TÂCHE À RÉALISER 1 — Selon l'extrait consacré au cerveau et à l'immunité, dans quelle revue l'étude a-t-elle été publiée ?
TÂCHE À RÉALISER 2 — Reprenez l'extrait sur la réponse immunitaire déclenchée par la vue d'une personne malade et poursuivez-le à la suite de sa dernière phrase.

Quand le cerveau prépare l’immunité à la seule vue d’une personne malade

Une étude conduite au Centre hospitalier universitaire de Lausanne* et publiée le 28 juillet dans Nature Neuroscience, établit une démonstration directe et minutieusement documentée : chez l’être humain, la perception visuelle de signes d’infection — même simulés en réalité virtuelle — suffit à mobiliser de façon proactive le système nerveux et à amorcer une réponse immunitaire innée comparable à celle observée lors d’un contact réel avec un agent pathogène. Le cœur du résultat tient dans l’articulation entre un mécanisme cérébral d’anticipation du contact dans l’« espace péripersonnel » et une cascade neuro-immunitaire passant par l’hypothalamus et l’axe hypothalamo-hypophyso-surrénalien (HPA), jusqu’à l’activation mesurable des cellules lymphoïdes innées.

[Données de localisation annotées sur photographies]
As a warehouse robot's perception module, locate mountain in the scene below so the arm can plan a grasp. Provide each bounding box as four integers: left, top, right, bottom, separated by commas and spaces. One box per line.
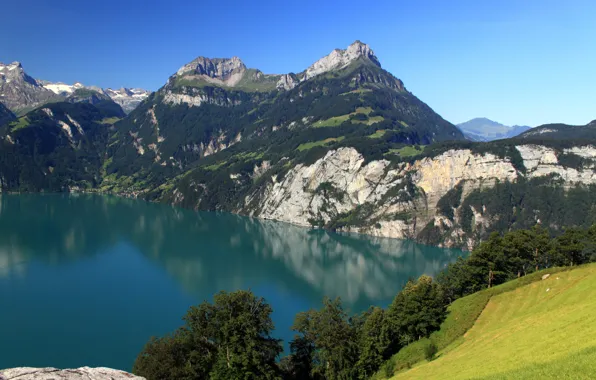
457, 117, 530, 141
0, 62, 60, 114
0, 100, 124, 191
0, 41, 596, 248
0, 103, 16, 125
0, 62, 150, 115
518, 120, 596, 140
104, 87, 151, 114
109, 41, 463, 180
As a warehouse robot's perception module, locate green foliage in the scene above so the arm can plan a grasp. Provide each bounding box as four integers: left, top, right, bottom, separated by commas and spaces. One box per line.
296, 136, 345, 152
424, 340, 439, 361
133, 291, 282, 380
386, 267, 570, 377
396, 265, 596, 379
387, 276, 447, 345
292, 298, 358, 380
356, 307, 391, 379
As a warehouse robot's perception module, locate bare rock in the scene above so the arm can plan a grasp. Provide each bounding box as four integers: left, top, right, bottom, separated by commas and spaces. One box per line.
0, 367, 145, 380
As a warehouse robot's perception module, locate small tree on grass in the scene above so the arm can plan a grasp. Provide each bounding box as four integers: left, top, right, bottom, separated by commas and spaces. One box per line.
387, 276, 447, 344
424, 340, 439, 361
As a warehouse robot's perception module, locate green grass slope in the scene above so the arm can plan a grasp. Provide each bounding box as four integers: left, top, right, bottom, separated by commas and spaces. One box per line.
394, 264, 596, 379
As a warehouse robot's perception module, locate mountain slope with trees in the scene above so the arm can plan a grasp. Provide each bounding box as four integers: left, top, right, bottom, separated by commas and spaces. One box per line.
133, 225, 596, 380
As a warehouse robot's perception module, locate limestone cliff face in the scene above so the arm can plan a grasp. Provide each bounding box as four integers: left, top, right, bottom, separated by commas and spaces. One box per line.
0, 367, 145, 380
235, 145, 596, 249
304, 41, 381, 80
176, 57, 246, 85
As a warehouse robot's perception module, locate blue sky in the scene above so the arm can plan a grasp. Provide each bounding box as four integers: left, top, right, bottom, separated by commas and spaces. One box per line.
0, 0, 596, 126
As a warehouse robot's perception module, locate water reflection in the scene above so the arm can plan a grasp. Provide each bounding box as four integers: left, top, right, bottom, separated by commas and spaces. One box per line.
0, 194, 461, 308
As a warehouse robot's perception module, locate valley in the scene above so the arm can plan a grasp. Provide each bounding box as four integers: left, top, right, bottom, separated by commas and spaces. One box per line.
0, 41, 596, 250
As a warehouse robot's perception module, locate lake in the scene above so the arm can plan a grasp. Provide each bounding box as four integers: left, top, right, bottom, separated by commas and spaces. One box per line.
0, 194, 462, 370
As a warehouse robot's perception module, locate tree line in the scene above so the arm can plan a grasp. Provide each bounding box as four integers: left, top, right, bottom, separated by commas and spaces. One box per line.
133, 225, 596, 380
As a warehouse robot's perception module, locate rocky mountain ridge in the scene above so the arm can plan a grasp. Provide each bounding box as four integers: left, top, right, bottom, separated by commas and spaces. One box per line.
0, 41, 596, 248
0, 62, 150, 114
0, 367, 145, 380
162, 143, 596, 249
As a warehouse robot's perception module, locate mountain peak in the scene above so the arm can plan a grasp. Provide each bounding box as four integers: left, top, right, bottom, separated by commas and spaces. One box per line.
176, 57, 246, 81
305, 40, 381, 79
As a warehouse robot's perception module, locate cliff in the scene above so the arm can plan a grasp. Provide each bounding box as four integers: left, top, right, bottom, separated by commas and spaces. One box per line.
221, 145, 596, 249
0, 367, 145, 380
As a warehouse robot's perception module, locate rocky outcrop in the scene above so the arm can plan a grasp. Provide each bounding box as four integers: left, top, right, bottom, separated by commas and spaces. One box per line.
0, 103, 15, 125
0, 62, 58, 112
236, 145, 596, 248
276, 74, 299, 90
0, 62, 150, 113
104, 87, 151, 114
176, 57, 246, 86
0, 367, 145, 380
304, 41, 381, 80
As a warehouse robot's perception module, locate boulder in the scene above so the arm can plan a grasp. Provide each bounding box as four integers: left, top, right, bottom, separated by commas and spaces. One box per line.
0, 367, 145, 380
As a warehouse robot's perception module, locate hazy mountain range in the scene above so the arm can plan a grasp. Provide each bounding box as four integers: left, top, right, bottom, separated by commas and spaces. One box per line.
0, 41, 596, 248
0, 62, 150, 114
457, 117, 531, 141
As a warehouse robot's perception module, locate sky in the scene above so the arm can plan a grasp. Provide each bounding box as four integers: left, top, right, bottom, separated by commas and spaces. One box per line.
0, 0, 596, 126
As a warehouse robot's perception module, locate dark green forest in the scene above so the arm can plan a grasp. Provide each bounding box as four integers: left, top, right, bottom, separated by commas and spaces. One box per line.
133, 225, 596, 380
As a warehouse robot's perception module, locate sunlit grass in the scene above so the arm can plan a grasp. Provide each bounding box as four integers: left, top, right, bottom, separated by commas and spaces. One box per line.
395, 265, 596, 379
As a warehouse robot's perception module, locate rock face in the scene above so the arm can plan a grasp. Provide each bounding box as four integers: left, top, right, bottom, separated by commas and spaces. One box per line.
104, 87, 151, 114
0, 62, 58, 112
176, 57, 246, 86
304, 41, 381, 80
276, 74, 299, 90
0, 367, 145, 380
235, 145, 596, 249
0, 62, 150, 113
457, 117, 530, 141
0, 103, 15, 125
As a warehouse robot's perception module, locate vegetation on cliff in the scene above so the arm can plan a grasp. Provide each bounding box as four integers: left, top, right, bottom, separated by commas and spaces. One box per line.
134, 225, 596, 380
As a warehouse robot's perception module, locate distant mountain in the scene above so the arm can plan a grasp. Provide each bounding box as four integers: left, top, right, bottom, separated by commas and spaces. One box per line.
0, 62, 61, 114
104, 87, 151, 113
0, 103, 15, 125
518, 120, 596, 140
0, 100, 124, 191
108, 41, 463, 181
457, 117, 530, 141
0, 62, 150, 115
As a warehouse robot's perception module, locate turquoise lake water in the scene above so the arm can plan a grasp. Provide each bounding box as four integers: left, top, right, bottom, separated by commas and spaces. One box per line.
0, 194, 462, 370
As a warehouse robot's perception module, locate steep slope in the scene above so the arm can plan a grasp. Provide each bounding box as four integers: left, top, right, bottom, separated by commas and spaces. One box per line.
394, 264, 596, 379
104, 87, 151, 114
457, 117, 530, 141
108, 42, 463, 191
519, 120, 596, 140
0, 103, 16, 125
0, 102, 122, 191
0, 62, 60, 114
0, 62, 150, 115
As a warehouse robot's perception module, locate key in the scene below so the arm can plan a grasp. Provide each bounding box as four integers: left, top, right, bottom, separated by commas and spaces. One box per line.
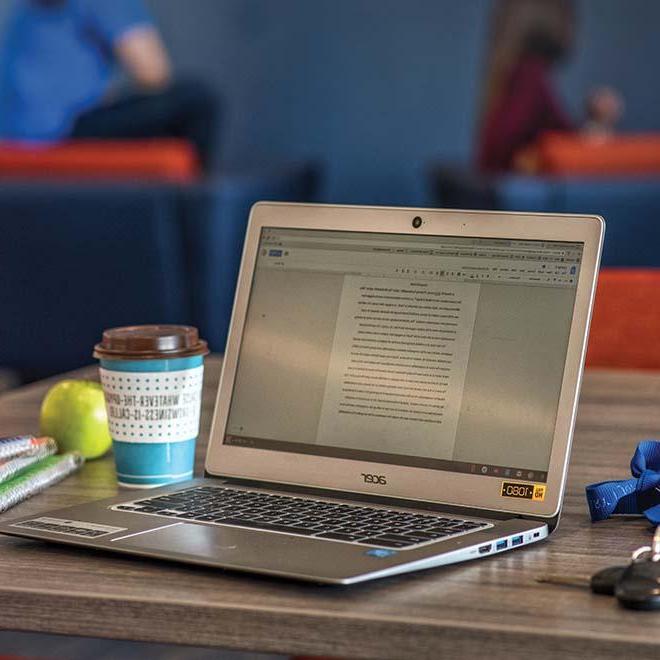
614, 526, 660, 610
536, 566, 628, 596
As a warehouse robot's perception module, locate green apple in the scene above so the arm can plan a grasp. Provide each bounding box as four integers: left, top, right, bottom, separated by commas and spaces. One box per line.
40, 380, 112, 458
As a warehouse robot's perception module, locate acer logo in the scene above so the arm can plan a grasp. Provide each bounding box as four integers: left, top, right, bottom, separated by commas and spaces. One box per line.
362, 472, 387, 486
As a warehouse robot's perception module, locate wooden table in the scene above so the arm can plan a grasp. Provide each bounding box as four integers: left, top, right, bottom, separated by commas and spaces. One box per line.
0, 358, 660, 660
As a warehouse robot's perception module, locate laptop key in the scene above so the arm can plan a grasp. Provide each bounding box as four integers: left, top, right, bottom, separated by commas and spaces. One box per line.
215, 518, 314, 536
314, 532, 364, 541
358, 538, 413, 548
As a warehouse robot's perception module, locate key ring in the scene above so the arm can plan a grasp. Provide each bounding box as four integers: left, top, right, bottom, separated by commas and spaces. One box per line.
631, 525, 660, 562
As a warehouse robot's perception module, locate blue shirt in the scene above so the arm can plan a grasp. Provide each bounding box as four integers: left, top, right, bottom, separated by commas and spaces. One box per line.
0, 0, 152, 140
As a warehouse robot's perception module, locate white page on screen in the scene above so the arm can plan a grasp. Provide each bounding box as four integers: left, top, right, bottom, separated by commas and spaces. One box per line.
316, 275, 480, 459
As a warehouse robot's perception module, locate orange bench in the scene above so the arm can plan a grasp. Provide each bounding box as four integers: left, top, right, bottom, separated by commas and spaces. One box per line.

RÉPONSE FINALE 1 — Dans Nature Neuroscience.

RÉPONSE FINALE 2 —
Des chercheurs suisses ont mené une expérience sur 248 volontaires en bonne santé, âgés de 18 à 49 ans, pour comprendre comment le cerveau réagit à la vue d’une personne malade. Les participants portaient un casque de réalité virtuelle et voyaient des visages s’approcher d’eux, sans contact physique. Certains visages montraient des signes évidents de maladie, d’autres étaient neutres, et d’autres exprimaient la peur sans être malades. Une autre partie des volontaires recevait un vaccin contre la grippe pour comparer avec une vraie exposition à un agent pathogène.
Les chercheurs ont observé que lorsque les volontaires voyaient un visage « malade » s’avancer, leur cerveau élargissait la zone autour du corps considérée comme « espace de vigilance ». Même sans contact, cette anticipation mobilisait rapidement des régions cérébrales spécialisées dans la détection des menaces, capables ensuite d’alerter le reste du corps. Les signaux circulaient jusqu’à l’hypothalamus, un centre clé qui communique avec le système immunitaire par des voies nerveuses et hormonales.
Les analyses de sang ont confirmé que cette stimulation visuelle activait réellement des cellules immunitaires de première ligne, de la même façon qu’après une vaccination contre la grippe. Certaines cellules migraient vers les tissus, prêtes à intervenir en cas d’attaque, tandis que d’autres changeaient d’état pour mieux réagir.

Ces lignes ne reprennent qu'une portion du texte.